[Dataset entries]
-------------------------

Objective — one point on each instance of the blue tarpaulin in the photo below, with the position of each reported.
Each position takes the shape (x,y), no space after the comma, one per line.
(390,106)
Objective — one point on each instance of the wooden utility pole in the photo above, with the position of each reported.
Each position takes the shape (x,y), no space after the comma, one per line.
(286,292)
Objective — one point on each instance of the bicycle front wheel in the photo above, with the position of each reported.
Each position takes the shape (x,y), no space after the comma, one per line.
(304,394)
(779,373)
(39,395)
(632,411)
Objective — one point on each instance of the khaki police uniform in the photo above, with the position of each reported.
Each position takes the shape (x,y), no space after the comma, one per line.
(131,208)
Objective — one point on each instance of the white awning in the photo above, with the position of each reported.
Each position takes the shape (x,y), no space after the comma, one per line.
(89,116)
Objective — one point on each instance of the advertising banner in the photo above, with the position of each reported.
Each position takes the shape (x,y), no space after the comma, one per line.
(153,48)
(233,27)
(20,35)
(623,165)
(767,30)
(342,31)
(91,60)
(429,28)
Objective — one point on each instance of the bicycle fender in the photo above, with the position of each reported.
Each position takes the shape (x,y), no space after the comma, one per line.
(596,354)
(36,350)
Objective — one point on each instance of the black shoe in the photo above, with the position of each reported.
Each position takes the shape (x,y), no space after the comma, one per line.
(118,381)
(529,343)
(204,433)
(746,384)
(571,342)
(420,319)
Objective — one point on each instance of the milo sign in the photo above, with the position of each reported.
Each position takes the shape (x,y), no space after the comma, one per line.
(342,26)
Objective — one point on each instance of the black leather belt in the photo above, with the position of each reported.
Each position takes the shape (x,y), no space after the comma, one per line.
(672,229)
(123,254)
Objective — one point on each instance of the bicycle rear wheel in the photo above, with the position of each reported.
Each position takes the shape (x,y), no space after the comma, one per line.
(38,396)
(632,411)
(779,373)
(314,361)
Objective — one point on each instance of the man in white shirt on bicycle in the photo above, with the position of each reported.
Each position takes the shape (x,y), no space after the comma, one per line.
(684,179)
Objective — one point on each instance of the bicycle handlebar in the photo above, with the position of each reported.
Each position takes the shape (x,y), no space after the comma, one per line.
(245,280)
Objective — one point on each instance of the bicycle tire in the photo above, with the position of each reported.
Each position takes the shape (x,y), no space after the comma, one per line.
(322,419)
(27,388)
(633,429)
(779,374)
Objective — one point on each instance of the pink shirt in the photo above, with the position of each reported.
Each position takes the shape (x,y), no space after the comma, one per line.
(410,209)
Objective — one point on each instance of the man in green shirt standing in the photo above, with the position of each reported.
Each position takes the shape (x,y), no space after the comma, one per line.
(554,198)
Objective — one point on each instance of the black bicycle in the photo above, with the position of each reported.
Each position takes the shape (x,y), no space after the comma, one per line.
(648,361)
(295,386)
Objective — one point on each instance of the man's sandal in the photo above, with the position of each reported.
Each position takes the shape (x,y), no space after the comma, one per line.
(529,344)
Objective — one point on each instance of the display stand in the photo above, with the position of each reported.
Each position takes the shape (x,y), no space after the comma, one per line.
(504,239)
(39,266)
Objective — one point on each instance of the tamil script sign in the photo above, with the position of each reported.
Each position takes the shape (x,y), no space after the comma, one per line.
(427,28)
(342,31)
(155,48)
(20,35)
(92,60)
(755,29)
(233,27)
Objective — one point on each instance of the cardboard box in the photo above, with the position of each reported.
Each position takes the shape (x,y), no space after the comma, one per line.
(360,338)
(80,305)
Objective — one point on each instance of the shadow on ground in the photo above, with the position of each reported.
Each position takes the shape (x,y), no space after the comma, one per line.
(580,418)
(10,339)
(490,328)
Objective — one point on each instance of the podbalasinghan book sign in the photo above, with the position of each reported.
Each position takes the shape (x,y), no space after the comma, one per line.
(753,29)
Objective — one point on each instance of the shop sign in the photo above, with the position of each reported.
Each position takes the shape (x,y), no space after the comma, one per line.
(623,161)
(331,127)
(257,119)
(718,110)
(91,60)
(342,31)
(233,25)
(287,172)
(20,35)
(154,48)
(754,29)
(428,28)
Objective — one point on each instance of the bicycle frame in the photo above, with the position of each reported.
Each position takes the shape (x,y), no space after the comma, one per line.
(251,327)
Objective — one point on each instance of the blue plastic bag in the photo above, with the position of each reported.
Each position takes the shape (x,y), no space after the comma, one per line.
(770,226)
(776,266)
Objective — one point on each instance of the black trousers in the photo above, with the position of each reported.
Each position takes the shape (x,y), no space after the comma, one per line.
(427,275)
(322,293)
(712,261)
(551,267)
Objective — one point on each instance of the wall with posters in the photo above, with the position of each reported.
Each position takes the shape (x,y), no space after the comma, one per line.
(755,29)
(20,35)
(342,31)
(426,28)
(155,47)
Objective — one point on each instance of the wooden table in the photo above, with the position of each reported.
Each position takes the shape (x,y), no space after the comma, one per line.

-------------------------

**PROBLEM STATEMENT**
The records above must be repeated exactly, in their entirety.

**EXPECTED ANSWER**
Objective — one point on each instance of the blue tarpaulin in the photo below, with the position of each reported.
Each position takes the shape (x,y), no space after the comma, one per line.
(390,106)
Objective — one point on each instance of the wooden utility pole in the photo above, with the position of each reported.
Each position takes the shape (x,y), no space after the comma, one per line.
(286,292)
Objective — one point on each instance of the bicycle front wheel in the photo above, with the position of each reported.
Each position takes the shape (x,y), no space after the comma, one per line.
(304,394)
(779,373)
(39,395)
(632,411)
Objective — one point on each instance of the khaki police uniform in the photo above, with the position of each reported.
Each position takes the shape (x,y), no space after the comma, one per line.
(131,208)
Objective — one point on each instance of the white awning in the photo above, with the position of each reported.
Each position takes the shape (x,y), no space after the comma, one per line.
(89,116)
Objective — one point on each instance of the advertising banner in the photo above, with the position of each reported.
Each position takes the shape (x,y), no space after the comma, one per line.
(153,48)
(233,27)
(20,35)
(623,165)
(767,30)
(342,31)
(91,60)
(429,28)
Objective — one point on each instance of the bicycle fender in the photo above, with the position of each reported.
Each position takes the shape (x,y), no space after the comma, one per line.
(596,354)
(36,350)
Objective — one point on each instance of the black shoe in the photo above, with the position of each reported.
Each position takes the shape (x,y), no space after the comma, one per line.
(118,381)
(529,343)
(204,433)
(746,384)
(571,342)
(420,319)
Objective — one point on each instance of the milo sign in the photo above, with the position of each reported.
Each position takes the shape (x,y), no space after the comma, one per line.
(342,26)
Objective — one point on each instance of the black leather belt in the photo above, with the position of each reported.
Each position takes the shape (x,y), no space after the comma, one per line.
(672,229)
(123,254)
Objective — one point on each instance of the bicycle rear wheel in the photo above, with the position of each reported.
Each position takes the shape (x,y), no space after the comma, one per line.
(38,396)
(632,411)
(779,373)
(314,361)
Objective — one point on each instance of the man in white shirt on bicycle in the photo above, with the position of each reported.
Each position takes the shape (x,y), no space after the comma, one per line.
(684,179)
Objective — one point on each instance of the bicycle handlebar in the photo above, with the position of each reported.
Each position takes the shape (x,y), no space after the comma, one per line.
(245,280)
Objective — one point on each instance of the bicycle tire in the photo above, with the position of each reported.
Each position takes the shape (x,y), no space after the comma, one per line.
(322,419)
(27,388)
(633,429)
(779,374)
Objective — one point on each instance of the pink shirt in the photo above, with the position of each reported.
Each position takes the shape (x,y), no space after the comma, one per line.
(410,209)
Objective — one point on each instance of the man in green shirt standing in the photo above, with the position of each reported.
Each position takes the shape (x,y), no space after the comma, one per line.
(554,198)
Objective — one point on each instance of the black bicycle in the photo above, with the position of each reported.
Each position takes the shape (x,y), no space after the comma, one per line.
(648,361)
(295,386)
Objective — one point on each instance of the man's sandal in the photo above, with the position of each reported.
Each position takes the shape (x,y), no space after the comma, one per line.
(529,344)
Objective — one point on each instance of the display stand in the photo above, with the position of each reported.
Each position takes the shape (x,y), no space after the comma, one per line.
(504,239)
(39,266)
Objective — one point on each instance of the tamil script sign in the photo above, with the position of each reported.
Each position takes the shape (x,y), no space after the comma, one per line.
(427,28)
(342,31)
(155,48)
(20,35)
(92,60)
(755,29)
(233,27)
Objective — one point on each instance of the cardboard box in the photo above, with the position of each reported.
Each position takes the shape (x,y), no space after the comma, one per line.
(360,338)
(80,305)
Objective — one point on each instance of the shadow on ground in the photo above, with the position of each reported.
Each position takes the shape (x,y), no space after the comma, one per line.
(580,418)
(10,339)
(490,328)
Objective — one point on each instance of the podbalasinghan book sign in the photo above, with the position of each reported.
Each position takes the shape (x,y), no space after the comma, one per line.
(753,29)
Objective — one point on each instance of the shop sign in the photo above, with the position of each reported.
Each position takes the shape (x,y), no space after the comma, one per line.
(623,161)
(331,127)
(257,119)
(718,110)
(91,60)
(342,31)
(233,25)
(287,172)
(20,35)
(154,48)
(754,29)
(428,28)
Objective — one point on each instance of the bicycle frame in the photo above, with the position of each reported.
Each position takes the shape (x,y), no space after the comma, one per line.
(251,327)
Objective — one point on each instance of the blue plastic bag in the photo above, with the position of each reported.
Each position takes the shape (x,y), no space after the comma, one per line.
(770,226)
(776,266)
Objective — one point on each instance of the black trousers in the photo above, with the position of each reported.
Each position takes the shape (x,y), no space after the comma, one per line.
(427,275)
(322,293)
(712,261)
(551,267)
Objective — one point on each instance of the wall with posters in the photo above, with the position of each reported.
Each position takes the shape (x,y), no space after the comma, one per line.
(755,29)
(20,35)
(342,31)
(426,28)
(155,47)
Objective — one point on each instance of the wooden table in the photo above, with the position of each reported.
Each position takes the shape (x,y), no space after the comma, one per line.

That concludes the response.